The task: Only the run of lines from the one containing "[spot] the belt, one" through the last line should be returned, exactly as written.

(Excerpt from a dataset)
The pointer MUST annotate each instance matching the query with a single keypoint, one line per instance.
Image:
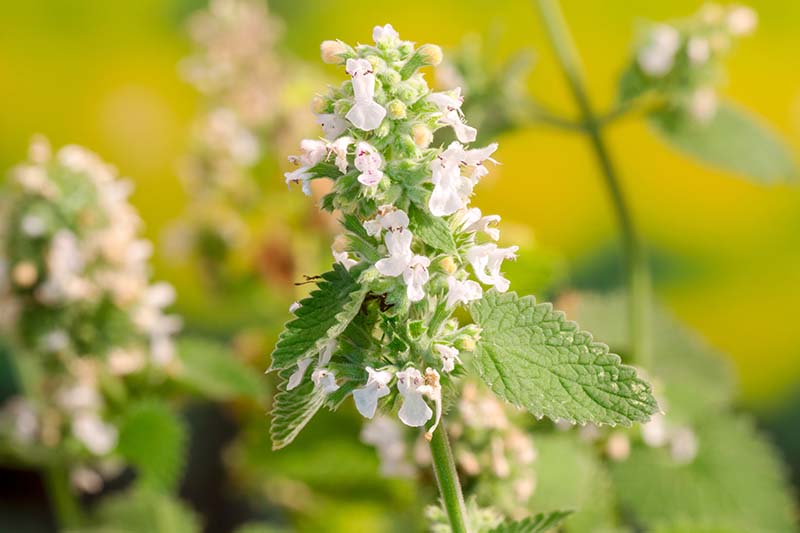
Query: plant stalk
(637, 272)
(55, 476)
(447, 479)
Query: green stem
(447, 479)
(55, 475)
(637, 274)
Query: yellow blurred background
(104, 74)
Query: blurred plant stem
(447, 479)
(637, 273)
(54, 474)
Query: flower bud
(422, 135)
(396, 110)
(333, 52)
(431, 54)
(319, 105)
(448, 265)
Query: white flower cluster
(376, 146)
(488, 447)
(248, 96)
(683, 58)
(76, 294)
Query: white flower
(416, 276)
(332, 125)
(388, 218)
(449, 105)
(472, 221)
(384, 34)
(343, 258)
(366, 398)
(366, 114)
(98, 437)
(486, 260)
(451, 190)
(699, 50)
(297, 376)
(449, 356)
(414, 412)
(658, 55)
(325, 380)
(742, 20)
(433, 390)
(302, 176)
(703, 105)
(339, 148)
(369, 162)
(462, 291)
(398, 244)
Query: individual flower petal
(366, 398)
(449, 355)
(416, 276)
(487, 259)
(462, 291)
(324, 380)
(414, 412)
(366, 114)
(369, 162)
(297, 376)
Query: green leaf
(293, 409)
(142, 511)
(321, 317)
(433, 231)
(531, 356)
(212, 370)
(735, 483)
(153, 439)
(539, 523)
(694, 378)
(734, 140)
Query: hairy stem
(637, 273)
(447, 479)
(55, 475)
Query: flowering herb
(381, 326)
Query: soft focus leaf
(141, 511)
(293, 409)
(531, 356)
(539, 523)
(321, 317)
(432, 230)
(734, 140)
(152, 438)
(735, 483)
(212, 370)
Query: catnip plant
(385, 325)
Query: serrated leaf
(533, 357)
(734, 140)
(212, 370)
(735, 483)
(696, 379)
(433, 231)
(321, 317)
(539, 523)
(142, 511)
(293, 409)
(153, 439)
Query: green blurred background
(104, 74)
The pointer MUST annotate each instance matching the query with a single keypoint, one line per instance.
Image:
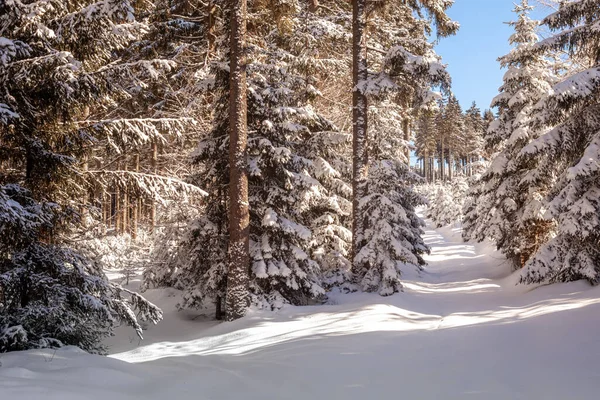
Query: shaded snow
(461, 330)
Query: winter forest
(285, 199)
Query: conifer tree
(388, 239)
(54, 65)
(510, 210)
(564, 159)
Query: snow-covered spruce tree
(510, 209)
(425, 141)
(453, 131)
(389, 239)
(392, 242)
(296, 192)
(446, 201)
(52, 58)
(473, 140)
(566, 157)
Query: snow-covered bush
(51, 295)
(446, 201)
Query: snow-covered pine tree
(510, 210)
(53, 66)
(389, 240)
(426, 141)
(453, 129)
(566, 157)
(296, 191)
(473, 140)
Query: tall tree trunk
(239, 216)
(406, 130)
(443, 162)
(154, 164)
(136, 203)
(450, 164)
(359, 117)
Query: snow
(462, 329)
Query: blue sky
(472, 54)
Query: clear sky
(472, 54)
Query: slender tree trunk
(154, 165)
(136, 204)
(406, 130)
(359, 117)
(118, 221)
(125, 227)
(450, 164)
(239, 216)
(443, 162)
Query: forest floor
(462, 329)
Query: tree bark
(406, 130)
(136, 204)
(450, 164)
(239, 217)
(442, 163)
(154, 164)
(359, 117)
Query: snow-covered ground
(462, 330)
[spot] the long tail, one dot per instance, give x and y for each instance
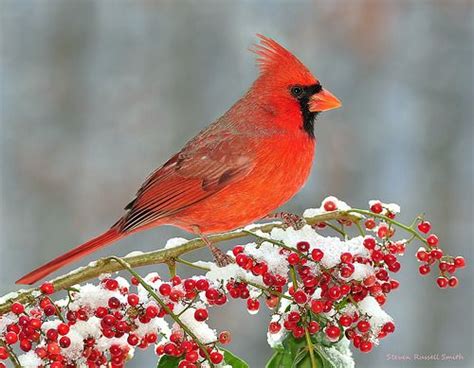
(92, 245)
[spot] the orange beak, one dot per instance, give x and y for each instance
(323, 101)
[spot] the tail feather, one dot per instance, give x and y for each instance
(92, 245)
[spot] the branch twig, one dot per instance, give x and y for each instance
(107, 265)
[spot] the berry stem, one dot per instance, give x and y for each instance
(106, 265)
(293, 278)
(314, 364)
(11, 355)
(408, 229)
(163, 305)
(191, 264)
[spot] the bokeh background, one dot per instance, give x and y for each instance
(95, 94)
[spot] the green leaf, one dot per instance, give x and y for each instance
(294, 354)
(233, 360)
(167, 361)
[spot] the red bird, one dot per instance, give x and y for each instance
(250, 161)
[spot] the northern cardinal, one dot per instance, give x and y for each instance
(248, 162)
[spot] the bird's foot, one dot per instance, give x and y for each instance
(220, 258)
(288, 219)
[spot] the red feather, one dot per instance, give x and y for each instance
(243, 166)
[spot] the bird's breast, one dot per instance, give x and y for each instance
(282, 166)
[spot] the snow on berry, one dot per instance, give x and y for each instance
(330, 287)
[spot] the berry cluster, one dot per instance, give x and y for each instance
(100, 326)
(322, 288)
(431, 253)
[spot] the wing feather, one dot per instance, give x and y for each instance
(205, 165)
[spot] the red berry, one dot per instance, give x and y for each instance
(300, 297)
(330, 206)
(370, 224)
(202, 284)
(298, 332)
(201, 314)
(113, 303)
(11, 338)
(333, 332)
(47, 288)
(216, 357)
(424, 269)
(302, 246)
(237, 250)
(346, 257)
(63, 329)
(274, 327)
(317, 254)
(453, 281)
(432, 240)
(365, 346)
(442, 282)
(4, 353)
(422, 255)
(151, 311)
(389, 327)
(293, 259)
(133, 300)
(17, 308)
(64, 342)
(313, 327)
(133, 339)
(225, 337)
(334, 292)
(363, 326)
(165, 289)
(253, 305)
(459, 262)
(317, 306)
(424, 227)
(111, 284)
(376, 207)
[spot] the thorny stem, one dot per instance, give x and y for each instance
(314, 364)
(106, 265)
(163, 305)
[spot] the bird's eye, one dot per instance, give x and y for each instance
(296, 91)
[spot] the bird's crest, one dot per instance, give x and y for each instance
(272, 57)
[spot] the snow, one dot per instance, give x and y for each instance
(93, 296)
(340, 354)
(135, 253)
(340, 205)
(275, 340)
(74, 351)
(89, 328)
(6, 320)
(30, 360)
(202, 331)
(387, 207)
(9, 296)
(156, 325)
(332, 247)
(175, 242)
(50, 324)
(378, 317)
(218, 275)
(269, 253)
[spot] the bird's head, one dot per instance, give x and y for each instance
(288, 86)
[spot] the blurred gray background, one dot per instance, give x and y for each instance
(96, 94)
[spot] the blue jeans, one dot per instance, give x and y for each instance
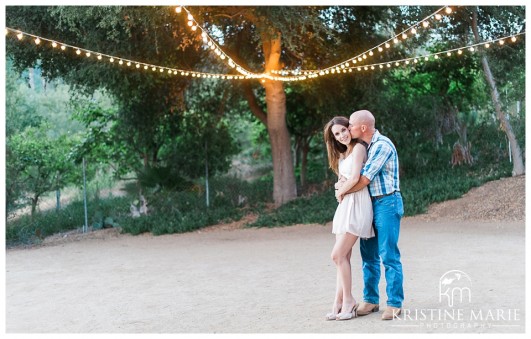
(387, 214)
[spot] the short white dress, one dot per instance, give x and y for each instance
(354, 213)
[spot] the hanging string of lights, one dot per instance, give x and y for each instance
(427, 57)
(395, 40)
(224, 57)
(298, 75)
(20, 36)
(38, 40)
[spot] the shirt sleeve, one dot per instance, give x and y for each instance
(377, 159)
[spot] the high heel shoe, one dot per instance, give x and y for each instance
(332, 315)
(348, 315)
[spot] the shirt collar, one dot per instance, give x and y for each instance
(375, 137)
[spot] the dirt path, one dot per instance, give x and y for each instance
(261, 280)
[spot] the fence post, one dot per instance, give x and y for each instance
(85, 226)
(206, 175)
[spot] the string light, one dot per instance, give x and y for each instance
(340, 68)
(88, 53)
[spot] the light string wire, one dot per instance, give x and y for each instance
(207, 39)
(435, 55)
(214, 46)
(388, 64)
(119, 60)
(380, 47)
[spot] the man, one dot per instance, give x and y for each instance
(381, 174)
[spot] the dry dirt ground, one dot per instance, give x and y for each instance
(232, 279)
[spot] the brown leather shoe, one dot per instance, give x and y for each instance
(391, 313)
(366, 308)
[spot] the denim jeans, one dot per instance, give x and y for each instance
(387, 214)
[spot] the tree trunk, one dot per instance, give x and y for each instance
(34, 202)
(284, 186)
(304, 160)
(518, 163)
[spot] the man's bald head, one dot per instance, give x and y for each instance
(362, 117)
(362, 125)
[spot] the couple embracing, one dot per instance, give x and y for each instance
(370, 208)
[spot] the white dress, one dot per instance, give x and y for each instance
(354, 213)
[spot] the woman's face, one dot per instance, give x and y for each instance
(341, 133)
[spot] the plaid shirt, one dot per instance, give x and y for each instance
(381, 167)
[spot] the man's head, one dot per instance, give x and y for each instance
(362, 125)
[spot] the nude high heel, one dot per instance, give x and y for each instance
(348, 315)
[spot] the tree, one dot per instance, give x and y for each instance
(518, 162)
(41, 164)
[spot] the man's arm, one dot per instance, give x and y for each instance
(363, 182)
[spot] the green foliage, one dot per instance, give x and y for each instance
(178, 212)
(26, 230)
(38, 164)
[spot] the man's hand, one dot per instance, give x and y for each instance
(340, 183)
(337, 186)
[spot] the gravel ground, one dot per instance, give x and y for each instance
(226, 279)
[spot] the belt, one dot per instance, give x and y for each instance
(378, 197)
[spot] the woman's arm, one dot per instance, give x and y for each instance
(358, 158)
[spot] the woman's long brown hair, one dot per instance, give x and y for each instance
(333, 147)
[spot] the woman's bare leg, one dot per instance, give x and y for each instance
(341, 256)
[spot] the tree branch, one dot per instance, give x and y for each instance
(253, 104)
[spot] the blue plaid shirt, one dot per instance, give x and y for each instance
(381, 167)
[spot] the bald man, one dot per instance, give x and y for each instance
(380, 173)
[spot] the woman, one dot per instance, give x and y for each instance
(353, 217)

Completed task:
[spot] the belt, one dot per instance, give x and y for each instance
(378, 197)
[spot] the woman's arm, one dot per instance, give x and y for each instance
(358, 158)
[spot] the woman's long brown hair, one dot per instance, give x and y for each instance
(333, 147)
[spot] the woman's bare leg, one dot per instance, give x and y for each instance
(341, 256)
[spot] the tree branch, one dot per instance, give x and y for each instance
(253, 104)
[spot] the blue plaid shirt, one dot per instance, give x and y for each instance
(381, 167)
[spot] the bald man, one dot per instance, give x and y for each instance
(380, 173)
[spot] the woman, one dot per instance, give x and y for each instance
(353, 217)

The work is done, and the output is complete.